- PROBLEM:
In the contract law articles, which terms prevail when standard terms are inconsistent with non-standard terms?

- SELECTED TEXT:

- - - -

Article 35 Where the parties conclude a contract in written form, the place where both parties sign or affix their seals on the contract shall be the place of establishment.
Article 36 Where a contract is to be concluded in written form as required by relevant laws and administrative regulations or as agreed by the parties, and the parties failed to conclude the contract in written form, but one party has performed the principal obligation and the other party has accepted it, the contract is established.
Article 37 Where a contract is to be concluded in written form, if one party has performed its principal obligation and the other party has accepted it before signing or sealing of the contract, the contract is established.
Article 38 Where the State has issued a mandatory plan or a State purchasing order based on necessity, the relevant legal persons and the other organizations shall conclude a contract between them in accordance with the rights and obligations as stipulated by the relevant laws and administrative regulations.
Article 39 Where standard terms are adopted in concluding a contract, the party supplying the standard terms shall define the rights and obligations between the parties abiding by the principle of fairness, and shall inform the other party to note the exclusion or restriction of its liabilities in a reasonable way, and shall explain the standard terms upon request by the other party.
Standard terms are clauses that are prepared in advance for general and repeated use by one party, and which are not negotiated with the other party when the contract in concluded.
Article 40 When standard terms are under the circumstances stipulated in Articles 52 and 53 of this Law, or the party which supplies the standard terms exempts itself from its liabilities, increases the liabilities of the other party, and deprives the material rights of the other party, the terms shall be invalid.
Article 41 If a dispute over the understanding of the standard terms occurs, it shall be interpreted in accordance with common understanding. Where there are two or more kinds of interpretation, an interpretation unfavorable to the party supplying the standard terms shall prevail. Where the standard terms are inconsistent with non-standard terms, the latter shall prevail.

- - - -

- DATA SUPPLIED:

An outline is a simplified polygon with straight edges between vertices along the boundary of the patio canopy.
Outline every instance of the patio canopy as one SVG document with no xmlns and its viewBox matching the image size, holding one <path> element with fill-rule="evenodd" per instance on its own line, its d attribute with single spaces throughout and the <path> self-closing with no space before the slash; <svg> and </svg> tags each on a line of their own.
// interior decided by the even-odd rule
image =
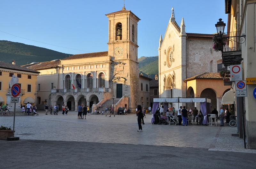
<svg viewBox="0 0 256 169">
<path fill-rule="evenodd" d="M 229 90 L 224 94 L 222 97 L 221 104 L 234 104 L 235 102 L 235 93 L 234 90 Z"/>
</svg>

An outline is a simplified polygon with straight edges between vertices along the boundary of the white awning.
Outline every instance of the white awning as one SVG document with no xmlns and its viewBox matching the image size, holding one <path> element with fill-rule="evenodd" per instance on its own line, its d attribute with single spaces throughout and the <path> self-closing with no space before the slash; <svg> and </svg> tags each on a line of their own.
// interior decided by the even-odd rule
<svg viewBox="0 0 256 169">
<path fill-rule="evenodd" d="M 24 103 L 28 103 L 28 102 L 29 102 L 30 103 L 36 103 L 36 101 L 32 97 L 28 97 L 25 99 L 24 102 Z"/>
<path fill-rule="evenodd" d="M 4 99 L 3 97 L 0 96 L 0 103 L 4 103 Z"/>
<path fill-rule="evenodd" d="M 235 93 L 236 92 L 234 90 L 229 90 L 224 94 L 222 97 L 221 104 L 234 104 L 235 102 Z"/>
</svg>

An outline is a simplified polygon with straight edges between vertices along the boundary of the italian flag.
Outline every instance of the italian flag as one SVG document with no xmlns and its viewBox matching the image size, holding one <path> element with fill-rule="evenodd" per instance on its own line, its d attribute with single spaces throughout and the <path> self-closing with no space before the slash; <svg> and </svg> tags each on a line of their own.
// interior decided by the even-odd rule
<svg viewBox="0 0 256 169">
<path fill-rule="evenodd" d="M 70 79 L 70 82 L 71 83 L 71 86 L 72 86 L 72 88 L 73 88 L 73 89 L 75 89 L 75 86 L 73 84 L 73 83 L 72 83 L 72 81 L 71 81 L 71 79 Z"/>
</svg>

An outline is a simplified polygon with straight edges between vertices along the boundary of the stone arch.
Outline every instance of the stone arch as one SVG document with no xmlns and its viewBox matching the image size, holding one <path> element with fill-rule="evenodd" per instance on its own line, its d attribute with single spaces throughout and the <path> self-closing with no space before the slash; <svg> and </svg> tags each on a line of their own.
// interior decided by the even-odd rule
<svg viewBox="0 0 256 169">
<path fill-rule="evenodd" d="M 172 75 L 169 74 L 166 80 L 165 88 L 166 97 L 172 98 L 172 89 L 173 83 Z"/>
</svg>

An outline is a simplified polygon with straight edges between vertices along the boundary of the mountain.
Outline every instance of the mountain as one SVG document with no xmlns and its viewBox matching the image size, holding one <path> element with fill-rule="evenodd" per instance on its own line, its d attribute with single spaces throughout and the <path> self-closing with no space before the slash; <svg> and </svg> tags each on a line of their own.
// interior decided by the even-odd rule
<svg viewBox="0 0 256 169">
<path fill-rule="evenodd" d="M 0 40 L 0 60 L 12 63 L 14 60 L 17 65 L 62 59 L 72 55 L 19 42 Z M 138 59 L 140 74 L 154 79 L 158 73 L 158 56 Z"/>
<path fill-rule="evenodd" d="M 156 74 L 158 76 L 158 56 L 154 57 L 142 56 L 138 59 L 140 74 L 154 79 Z"/>
<path fill-rule="evenodd" d="M 0 40 L 0 60 L 12 63 L 14 60 L 17 65 L 62 59 L 72 55 L 21 43 Z"/>
</svg>

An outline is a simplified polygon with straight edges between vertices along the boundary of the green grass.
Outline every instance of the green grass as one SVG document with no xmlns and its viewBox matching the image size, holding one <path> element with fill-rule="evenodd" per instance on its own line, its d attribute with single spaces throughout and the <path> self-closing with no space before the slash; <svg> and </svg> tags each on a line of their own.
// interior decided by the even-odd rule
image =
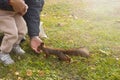
<svg viewBox="0 0 120 80">
<path fill-rule="evenodd" d="M 25 56 L 12 54 L 14 65 L 0 64 L 0 80 L 119 80 L 120 25 L 115 21 L 120 17 L 89 14 L 82 10 L 85 5 L 80 0 L 46 0 L 41 20 L 49 37 L 43 39 L 47 46 L 85 46 L 90 58 L 71 57 L 70 64 L 54 56 L 45 59 L 30 49 L 27 39 L 22 44 Z"/>
</svg>

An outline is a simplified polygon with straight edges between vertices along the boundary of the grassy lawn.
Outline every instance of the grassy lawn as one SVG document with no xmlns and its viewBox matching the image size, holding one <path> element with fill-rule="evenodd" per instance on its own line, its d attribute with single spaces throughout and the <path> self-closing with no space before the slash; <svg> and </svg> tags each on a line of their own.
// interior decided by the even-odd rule
<svg viewBox="0 0 120 80">
<path fill-rule="evenodd" d="M 45 0 L 41 20 L 54 48 L 85 46 L 91 57 L 71 56 L 72 62 L 56 57 L 44 58 L 22 44 L 25 56 L 12 55 L 15 64 L 0 63 L 0 80 L 119 80 L 120 79 L 120 16 L 96 15 L 84 10 L 82 0 Z M 75 5 L 76 4 L 76 5 Z"/>
</svg>

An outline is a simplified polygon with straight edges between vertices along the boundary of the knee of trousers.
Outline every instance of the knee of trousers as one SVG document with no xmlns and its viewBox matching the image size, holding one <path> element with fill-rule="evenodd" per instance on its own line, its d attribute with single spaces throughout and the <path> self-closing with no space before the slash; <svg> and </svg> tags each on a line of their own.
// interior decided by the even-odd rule
<svg viewBox="0 0 120 80">
<path fill-rule="evenodd" d="M 18 33 L 10 34 L 8 39 L 10 39 L 11 43 L 16 43 L 18 40 Z"/>
</svg>

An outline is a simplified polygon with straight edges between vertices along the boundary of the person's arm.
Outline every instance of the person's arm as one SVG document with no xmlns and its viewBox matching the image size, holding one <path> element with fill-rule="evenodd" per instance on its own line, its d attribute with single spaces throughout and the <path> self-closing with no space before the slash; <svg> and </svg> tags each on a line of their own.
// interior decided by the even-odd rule
<svg viewBox="0 0 120 80">
<path fill-rule="evenodd" d="M 42 11 L 44 0 L 25 0 L 28 5 L 28 11 L 24 19 L 28 27 L 29 37 L 39 36 L 40 13 Z"/>
<path fill-rule="evenodd" d="M 38 47 L 42 40 L 39 38 L 40 13 L 42 11 L 44 0 L 25 0 L 28 5 L 28 11 L 24 15 L 24 19 L 28 27 L 28 35 L 30 37 L 31 48 L 39 53 Z"/>
</svg>

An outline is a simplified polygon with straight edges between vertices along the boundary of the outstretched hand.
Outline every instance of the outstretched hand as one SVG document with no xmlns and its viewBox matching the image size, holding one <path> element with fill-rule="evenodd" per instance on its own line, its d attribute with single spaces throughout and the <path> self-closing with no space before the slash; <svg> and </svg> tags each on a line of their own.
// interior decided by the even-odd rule
<svg viewBox="0 0 120 80">
<path fill-rule="evenodd" d="M 36 53 L 40 53 L 41 50 L 38 49 L 38 47 L 41 45 L 42 40 L 38 37 L 38 36 L 35 36 L 35 37 L 32 37 L 31 38 L 31 41 L 30 41 L 30 44 L 31 44 L 31 48 L 36 52 Z"/>
<path fill-rule="evenodd" d="M 24 0 L 10 0 L 9 4 L 13 7 L 14 11 L 24 15 L 27 12 L 28 6 Z"/>
</svg>

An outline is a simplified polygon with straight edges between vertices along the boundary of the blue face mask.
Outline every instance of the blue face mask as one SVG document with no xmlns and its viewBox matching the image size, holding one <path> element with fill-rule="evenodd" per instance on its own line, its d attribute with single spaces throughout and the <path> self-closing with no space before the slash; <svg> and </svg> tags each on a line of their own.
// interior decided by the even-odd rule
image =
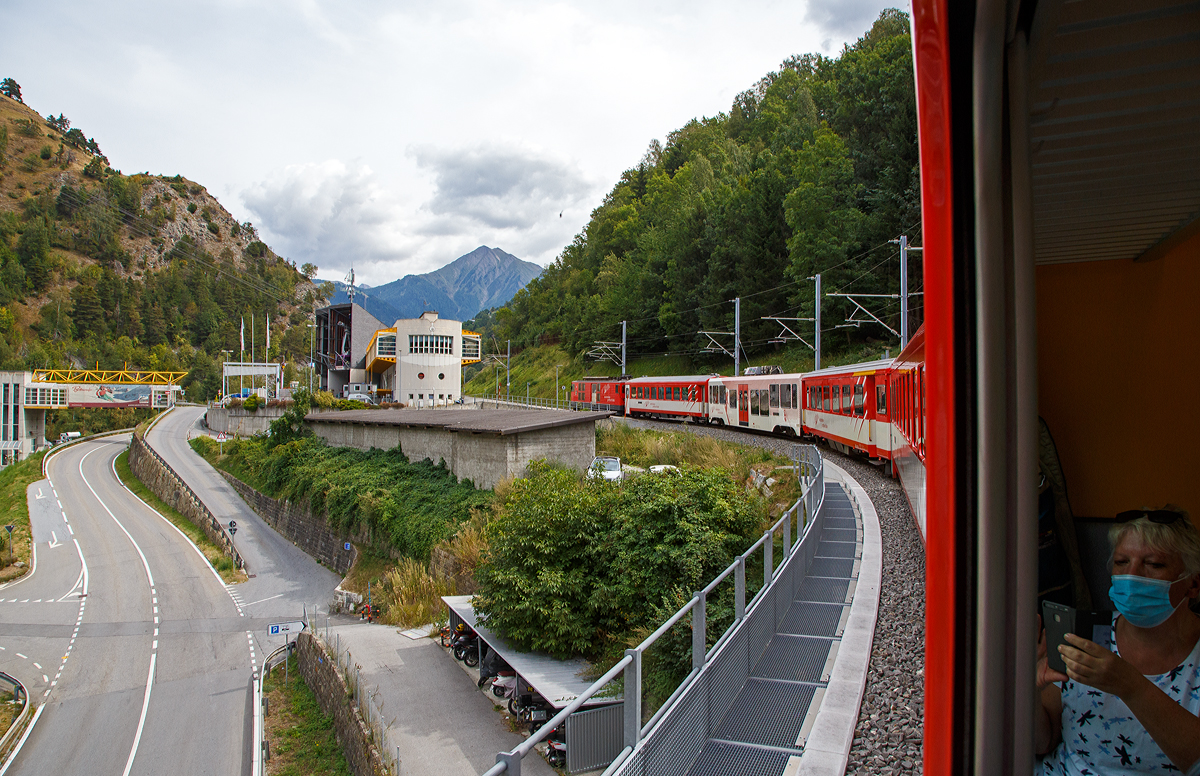
<svg viewBox="0 0 1200 776">
<path fill-rule="evenodd" d="M 1183 575 L 1175 582 L 1187 579 Z M 1150 579 L 1135 575 L 1112 575 L 1109 597 L 1121 616 L 1136 627 L 1158 627 L 1175 614 L 1180 607 L 1171 606 L 1171 585 L 1166 579 Z M 1180 601 L 1180 606 L 1183 606 Z"/>
</svg>

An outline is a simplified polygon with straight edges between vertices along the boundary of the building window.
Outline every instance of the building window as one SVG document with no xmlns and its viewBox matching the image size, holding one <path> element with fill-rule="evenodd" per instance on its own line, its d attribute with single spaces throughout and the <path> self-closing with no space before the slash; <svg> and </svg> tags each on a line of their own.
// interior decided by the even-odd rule
<svg viewBox="0 0 1200 776">
<path fill-rule="evenodd" d="M 409 335 L 408 351 L 452 356 L 454 337 L 445 335 Z"/>
</svg>

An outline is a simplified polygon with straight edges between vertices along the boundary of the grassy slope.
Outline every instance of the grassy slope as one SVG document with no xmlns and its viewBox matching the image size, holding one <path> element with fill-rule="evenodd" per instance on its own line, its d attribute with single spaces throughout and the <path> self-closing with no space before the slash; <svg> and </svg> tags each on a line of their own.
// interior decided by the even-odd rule
<svg viewBox="0 0 1200 776">
<path fill-rule="evenodd" d="M 125 487 L 133 491 L 139 499 L 157 510 L 160 515 L 174 523 L 179 530 L 187 534 L 187 537 L 196 542 L 196 546 L 200 548 L 200 552 L 204 553 L 209 564 L 217 570 L 217 573 L 221 575 L 221 579 L 224 581 L 226 584 L 245 582 L 247 579 L 246 572 L 240 569 L 234 569 L 233 560 L 230 560 L 220 547 L 212 543 L 208 535 L 200 530 L 196 523 L 163 504 L 162 500 L 160 500 L 158 497 L 150 491 L 150 488 L 133 476 L 133 471 L 130 469 L 128 451 L 122 452 L 116 457 L 116 474 L 121 477 L 121 482 L 125 483 Z"/>
<path fill-rule="evenodd" d="M 334 733 L 334 718 L 325 716 L 317 696 L 300 676 L 296 658 L 288 658 L 288 680 L 283 666 L 271 669 L 263 691 L 270 714 L 266 715 L 266 740 L 271 759 L 270 776 L 348 776 L 349 765 Z"/>
<path fill-rule="evenodd" d="M 896 349 L 892 349 L 892 355 Z M 859 348 L 839 354 L 826 354 L 822 359 L 822 367 L 839 366 L 844 363 L 858 363 L 883 357 L 882 348 Z M 620 368 L 612 362 L 584 361 L 572 359 L 558 345 L 540 345 L 526 348 L 512 356 L 510 379 L 512 381 L 512 396 L 523 398 L 526 395 L 526 383 L 529 385 L 529 396 L 548 399 L 554 396 L 554 366 L 563 365 L 558 371 L 558 385 L 570 385 L 571 380 L 583 377 L 617 377 Z M 748 366 L 776 365 L 785 372 L 809 372 L 812 369 L 812 351 L 804 345 L 790 345 L 780 348 L 769 354 L 755 356 L 742 363 Z M 634 377 L 662 377 L 670 374 L 709 374 L 719 372 L 730 374 L 733 372 L 731 359 L 721 357 L 710 361 L 695 361 L 688 356 L 655 356 L 647 359 L 632 359 L 629 365 L 629 373 Z M 504 366 L 496 367 L 487 365 L 470 378 L 462 386 L 462 392 L 467 396 L 496 396 L 496 381 L 499 377 L 500 395 L 504 396 Z M 562 392 L 565 398 L 565 392 Z"/>
<path fill-rule="evenodd" d="M 19 463 L 0 469 L 0 527 L 14 525 L 12 533 L 12 560 L 8 565 L 7 531 L 0 534 L 0 583 L 16 579 L 28 571 L 30 534 L 29 504 L 25 501 L 25 488 L 42 479 L 42 458 L 44 452 L 36 453 Z M 4 529 L 0 528 L 0 531 Z M 25 567 L 17 567 L 22 561 Z"/>
</svg>

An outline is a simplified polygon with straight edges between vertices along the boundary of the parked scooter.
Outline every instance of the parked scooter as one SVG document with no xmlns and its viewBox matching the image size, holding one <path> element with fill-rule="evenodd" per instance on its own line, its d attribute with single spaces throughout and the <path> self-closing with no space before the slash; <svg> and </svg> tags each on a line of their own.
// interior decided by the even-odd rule
<svg viewBox="0 0 1200 776">
<path fill-rule="evenodd" d="M 546 738 L 546 762 L 551 768 L 566 765 L 566 728 L 558 726 Z"/>
</svg>

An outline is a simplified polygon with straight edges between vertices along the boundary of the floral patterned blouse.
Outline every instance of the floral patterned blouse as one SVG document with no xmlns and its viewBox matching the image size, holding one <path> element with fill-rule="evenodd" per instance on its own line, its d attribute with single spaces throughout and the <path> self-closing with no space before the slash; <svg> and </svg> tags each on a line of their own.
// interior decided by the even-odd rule
<svg viewBox="0 0 1200 776">
<path fill-rule="evenodd" d="M 1111 627 L 1096 628 L 1092 640 L 1120 655 L 1117 614 Z M 1165 674 L 1146 676 L 1181 706 L 1200 716 L 1200 640 L 1183 662 Z M 1060 682 L 1056 682 L 1060 684 Z M 1074 680 L 1062 685 L 1062 744 L 1036 769 L 1042 776 L 1178 774 L 1154 739 L 1121 698 Z M 1200 774 L 1200 762 L 1188 771 Z"/>
</svg>

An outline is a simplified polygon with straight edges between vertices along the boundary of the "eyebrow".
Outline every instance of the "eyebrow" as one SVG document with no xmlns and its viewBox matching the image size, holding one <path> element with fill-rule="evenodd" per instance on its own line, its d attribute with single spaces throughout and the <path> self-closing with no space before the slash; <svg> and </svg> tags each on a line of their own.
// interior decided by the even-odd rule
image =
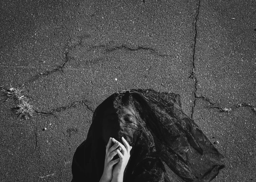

- - - -

- PROBLEM SOLUTION:
The non-standard terms prevail.